>> begin Text section
WV Can’t Wait candidates take next steps toward the November elections

CHARLESTON — While community organizer Stephen Smith did not win the Democratic primary for governor, the movement he helped create saw several candidates continue on to the general election to face entrenched incumbents.

WV Can’t Wait, which united several Democrats, Republicans, Mountain Party members, libertarians and independents, saw more than 43 of its candidates win races on June 9, running on a populist platform to take on the good old boys and lobbyists.

Victories include electing Rosemary Ketchum as the first transgender woman on the Wheeling City Council, re-nominating Morgantown Delegate Danielle Walker as one of five incumbents for the 51st District, a woman of color who received more votes in her race for a second term in the House of Delegates than any other House candidate in both parties, and sending six teachers on to November.

Smith might not be joining his fellow WV Can’t Wait candidates, but he has pride in what the movement has accomplished in its first election.

“I’ve never been prouder to be a part of something in my life than this movement, and I’m not going anywhere,” Smith said. “We’re not going anywhere. The project of winning a people’s government in West Virginia is a worthy project. And one that was always going to take a generation, not an election cycle, and we’re committed to sticking around as long as it takes.”

According to the declared results submitted to the West Virginia Secretary of State, Smith lost to Kanawha County Commissioner Ben Salango in the Democratic primary for governor by 4 points. Salango received 74,781 votes while Smith received 65,530 votes.

Smith, the founder of the West Virginia Healthy Kids and Families Coalition, which has since been renamed Our Future West Virginia, and the Our Children Our Future, started his campaign for governor in November 2018 after the midterm elections.

But Smith set the groundwork for his new coalition early by not focusing the campaign around his name. By calling his campaign WV Can’t Wait, Smith was able to rally different groups, constituencies and candidates under its banner. Smith’s campaign strategy early in the process was recruiting like-minded people to campaign with him and run for office.

“There really is no precedent in West Virginia history for what just happened, that in the last two years, a bunch of volunteers got together and built a political movement and a slate that delivered 46 victories all across West Virginia, every region of the state,” Smith said. “That slate was also more representative of the people West, Virginia than any slate either party has ever put forward.”

The WV Can’t Wait coalition included candidates for federal, state and local candidates. It included candidates for county commissions, magistrate courts, school boards, mayors and councils, the Legislature, the Board of Public Works and Congress.
>> end Text section
# List of tasks:
[1] According to the article on the WV Can't Wait candidates, who beat Stephen Smith in the Democratic primary for governor?
[2] Repeat the WV Can't Wait article from "Smith, the founder" up to and including "run for office.".
[3] Carry on the article about the WV Can't Wait candidates from where it stops.
The data isn't needed for any of this.
>> begin Records provided
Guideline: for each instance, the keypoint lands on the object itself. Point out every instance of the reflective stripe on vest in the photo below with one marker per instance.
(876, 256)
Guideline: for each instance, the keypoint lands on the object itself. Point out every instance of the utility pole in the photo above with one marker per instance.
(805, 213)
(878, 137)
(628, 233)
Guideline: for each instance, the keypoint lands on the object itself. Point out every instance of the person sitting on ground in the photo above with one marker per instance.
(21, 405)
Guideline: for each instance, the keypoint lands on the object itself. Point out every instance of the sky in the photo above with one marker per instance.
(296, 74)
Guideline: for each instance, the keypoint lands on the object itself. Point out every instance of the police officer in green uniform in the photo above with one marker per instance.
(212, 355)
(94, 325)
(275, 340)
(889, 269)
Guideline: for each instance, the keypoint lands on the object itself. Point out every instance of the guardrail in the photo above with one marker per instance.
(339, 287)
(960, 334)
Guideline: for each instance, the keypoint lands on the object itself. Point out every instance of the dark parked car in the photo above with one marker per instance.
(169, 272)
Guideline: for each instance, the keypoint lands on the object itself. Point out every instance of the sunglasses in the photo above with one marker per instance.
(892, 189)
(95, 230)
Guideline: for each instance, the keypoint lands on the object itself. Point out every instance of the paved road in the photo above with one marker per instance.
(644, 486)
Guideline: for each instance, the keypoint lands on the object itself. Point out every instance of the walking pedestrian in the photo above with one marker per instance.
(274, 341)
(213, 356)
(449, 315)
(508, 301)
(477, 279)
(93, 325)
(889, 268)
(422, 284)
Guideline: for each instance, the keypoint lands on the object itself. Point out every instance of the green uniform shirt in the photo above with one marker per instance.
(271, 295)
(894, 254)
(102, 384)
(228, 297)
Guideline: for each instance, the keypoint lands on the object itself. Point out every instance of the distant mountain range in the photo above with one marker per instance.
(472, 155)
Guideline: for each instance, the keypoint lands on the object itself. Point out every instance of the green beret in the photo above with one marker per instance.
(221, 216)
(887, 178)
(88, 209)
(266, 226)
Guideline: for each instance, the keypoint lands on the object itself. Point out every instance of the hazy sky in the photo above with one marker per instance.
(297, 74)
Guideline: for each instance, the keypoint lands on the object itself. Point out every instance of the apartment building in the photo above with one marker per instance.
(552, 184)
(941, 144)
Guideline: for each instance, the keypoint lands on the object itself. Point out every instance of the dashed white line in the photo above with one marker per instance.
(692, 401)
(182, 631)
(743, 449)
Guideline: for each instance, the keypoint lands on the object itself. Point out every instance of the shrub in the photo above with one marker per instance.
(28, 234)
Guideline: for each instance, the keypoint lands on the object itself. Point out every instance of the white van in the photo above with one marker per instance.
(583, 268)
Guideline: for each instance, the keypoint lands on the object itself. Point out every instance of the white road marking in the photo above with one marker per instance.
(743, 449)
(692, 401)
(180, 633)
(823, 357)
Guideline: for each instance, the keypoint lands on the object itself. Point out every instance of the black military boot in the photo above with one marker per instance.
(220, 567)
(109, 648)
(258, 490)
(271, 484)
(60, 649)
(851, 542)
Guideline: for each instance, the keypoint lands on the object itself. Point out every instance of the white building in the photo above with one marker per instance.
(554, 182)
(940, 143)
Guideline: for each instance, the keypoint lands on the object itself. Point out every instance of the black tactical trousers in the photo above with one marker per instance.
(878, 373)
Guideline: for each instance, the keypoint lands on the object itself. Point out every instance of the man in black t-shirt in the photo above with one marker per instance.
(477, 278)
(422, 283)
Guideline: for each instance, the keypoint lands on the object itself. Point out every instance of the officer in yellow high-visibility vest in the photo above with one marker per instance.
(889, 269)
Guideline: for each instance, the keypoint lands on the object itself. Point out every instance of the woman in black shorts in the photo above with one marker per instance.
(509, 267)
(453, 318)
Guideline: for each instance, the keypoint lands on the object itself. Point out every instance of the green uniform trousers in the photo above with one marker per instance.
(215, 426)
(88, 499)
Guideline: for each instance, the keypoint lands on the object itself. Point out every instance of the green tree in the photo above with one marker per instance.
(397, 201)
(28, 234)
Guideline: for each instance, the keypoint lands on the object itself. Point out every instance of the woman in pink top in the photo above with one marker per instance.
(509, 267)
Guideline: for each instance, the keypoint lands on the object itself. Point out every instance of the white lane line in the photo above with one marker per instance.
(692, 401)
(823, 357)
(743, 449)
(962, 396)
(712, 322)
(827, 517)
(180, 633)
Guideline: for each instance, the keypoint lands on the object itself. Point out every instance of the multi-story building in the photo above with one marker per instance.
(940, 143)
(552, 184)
>> end Records provided
>> begin Records provided
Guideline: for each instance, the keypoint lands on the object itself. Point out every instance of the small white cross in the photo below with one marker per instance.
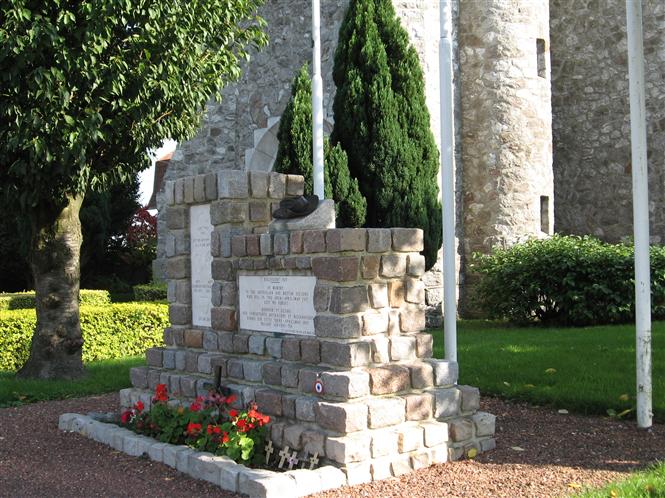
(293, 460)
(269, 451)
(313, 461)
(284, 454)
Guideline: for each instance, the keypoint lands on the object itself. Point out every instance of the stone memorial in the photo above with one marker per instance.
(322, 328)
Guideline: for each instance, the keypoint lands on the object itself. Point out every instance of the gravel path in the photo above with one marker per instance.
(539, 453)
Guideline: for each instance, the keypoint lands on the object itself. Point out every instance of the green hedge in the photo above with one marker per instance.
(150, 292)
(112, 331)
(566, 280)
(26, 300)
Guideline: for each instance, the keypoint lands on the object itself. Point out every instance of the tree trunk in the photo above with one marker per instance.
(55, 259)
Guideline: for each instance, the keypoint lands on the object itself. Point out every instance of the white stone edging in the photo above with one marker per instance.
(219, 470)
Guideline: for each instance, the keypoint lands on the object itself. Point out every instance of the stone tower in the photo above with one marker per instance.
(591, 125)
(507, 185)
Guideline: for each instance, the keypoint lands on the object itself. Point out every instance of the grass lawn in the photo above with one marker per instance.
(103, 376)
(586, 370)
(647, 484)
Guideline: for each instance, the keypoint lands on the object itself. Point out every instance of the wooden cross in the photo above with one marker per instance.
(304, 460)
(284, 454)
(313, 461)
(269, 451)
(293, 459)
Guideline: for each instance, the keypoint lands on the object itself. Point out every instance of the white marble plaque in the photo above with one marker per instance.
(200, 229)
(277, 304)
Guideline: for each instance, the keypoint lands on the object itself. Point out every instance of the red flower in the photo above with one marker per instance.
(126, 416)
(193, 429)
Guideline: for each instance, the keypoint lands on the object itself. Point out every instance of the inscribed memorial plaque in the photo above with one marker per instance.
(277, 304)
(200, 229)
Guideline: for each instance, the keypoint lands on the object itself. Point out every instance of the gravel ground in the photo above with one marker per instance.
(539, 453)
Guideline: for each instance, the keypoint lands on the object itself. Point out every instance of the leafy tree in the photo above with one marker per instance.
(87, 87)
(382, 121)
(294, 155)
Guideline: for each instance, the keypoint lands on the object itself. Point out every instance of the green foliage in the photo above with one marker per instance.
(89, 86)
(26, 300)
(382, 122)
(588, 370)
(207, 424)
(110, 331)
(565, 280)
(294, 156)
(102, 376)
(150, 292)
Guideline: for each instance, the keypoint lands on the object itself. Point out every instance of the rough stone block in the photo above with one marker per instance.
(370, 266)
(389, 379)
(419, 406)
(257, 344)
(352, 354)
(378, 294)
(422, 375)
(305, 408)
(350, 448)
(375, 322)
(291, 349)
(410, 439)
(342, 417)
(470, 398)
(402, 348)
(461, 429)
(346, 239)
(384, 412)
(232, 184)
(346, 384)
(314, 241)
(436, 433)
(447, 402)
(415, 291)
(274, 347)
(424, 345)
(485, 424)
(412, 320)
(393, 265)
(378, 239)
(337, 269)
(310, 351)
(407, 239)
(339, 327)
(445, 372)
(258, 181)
>> end Records provided
>> begin Records provided
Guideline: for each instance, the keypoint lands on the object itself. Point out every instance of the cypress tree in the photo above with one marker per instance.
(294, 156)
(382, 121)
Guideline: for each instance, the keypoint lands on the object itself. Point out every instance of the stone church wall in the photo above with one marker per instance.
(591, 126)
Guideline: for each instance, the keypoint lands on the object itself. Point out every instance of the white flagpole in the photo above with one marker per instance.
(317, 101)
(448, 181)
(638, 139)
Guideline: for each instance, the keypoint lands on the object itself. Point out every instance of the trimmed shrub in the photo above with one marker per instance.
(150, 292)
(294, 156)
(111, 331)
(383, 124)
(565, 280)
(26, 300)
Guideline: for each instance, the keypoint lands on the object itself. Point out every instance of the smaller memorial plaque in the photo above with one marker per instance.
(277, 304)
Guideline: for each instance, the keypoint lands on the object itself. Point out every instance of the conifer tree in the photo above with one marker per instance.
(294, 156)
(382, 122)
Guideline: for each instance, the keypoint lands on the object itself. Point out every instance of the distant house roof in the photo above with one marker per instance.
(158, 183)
>> end Records provided
# Results in order:
[1] Kanawha County Commissioner Ben Salango beat Stephen Smith.

[2]
Smith, the founder of the West Virginia Healthy Kids and Families Coalition, which has since been renamed Our Future West Virginia, and the Our Children Our Future, started his campaign for governor in November 2018 after the midterm elections.

But Smith set the groundwork for his new coalition early by not focusing the campaign around his name. By calling his campaign WV Can’t Wait, Smith was able to rally different groups, constituencies and candidates under its banner. Smith’s campaign strategy early in the process was recruiting like-minded people to campaign with him and run for office.

[3]
Every WV Can’t Wait candidate for the U.S. Senate and House of Representative made it through, including Paula Jean Swearengin challenging incumbent Sen. Shelley Moore Capito, R-W.Va.; Natalie Cline for 1st Congressional District to challenge incumbent Rep. David McKinley, R-W.Va.; and Cathy Kunkel in the 2nd Congressional District to challenge incumbent U.S. Rep. Alex Mooney, R-W.Va.

In the 3rd Congressional District, both Democrats Hilary Turner and Lacy Watson were WV Can’t Wait candidates. Turner, who will face Rep. Carol Miller, R-W.Va., narrowly won the Democratic primary against Watson by 67 votes. Swearengin, Cline, Kunkel and Turner are an all-woman slate of congressional candidates.

“Not only that, every single one of us won our races without taking a dime of corporate PAC money,” Swearengin said in a statement. “We are 100-percent people-funded.”

All of the WV Can’t Wait candidates signed pledges to never take corporate political action committee campaign donations.

“We can’t continue electing leaders whose whole goal is getting paid to do the bidding of the same corporate lobbyists who flood our mountains with drugs and death in exchange for money,” Swearengin said.

During his campaign for governor, Smith broke records for the number of small-dollar donations under $250 each to his campaign. According to his last campaign finance report, Smith raised nearly $1 million for the election year-to-date, or $201, 816 more than Salango. Smith did this without taking out a single loan to fund his campaign, which sits on $111,718 in cash-on-hand.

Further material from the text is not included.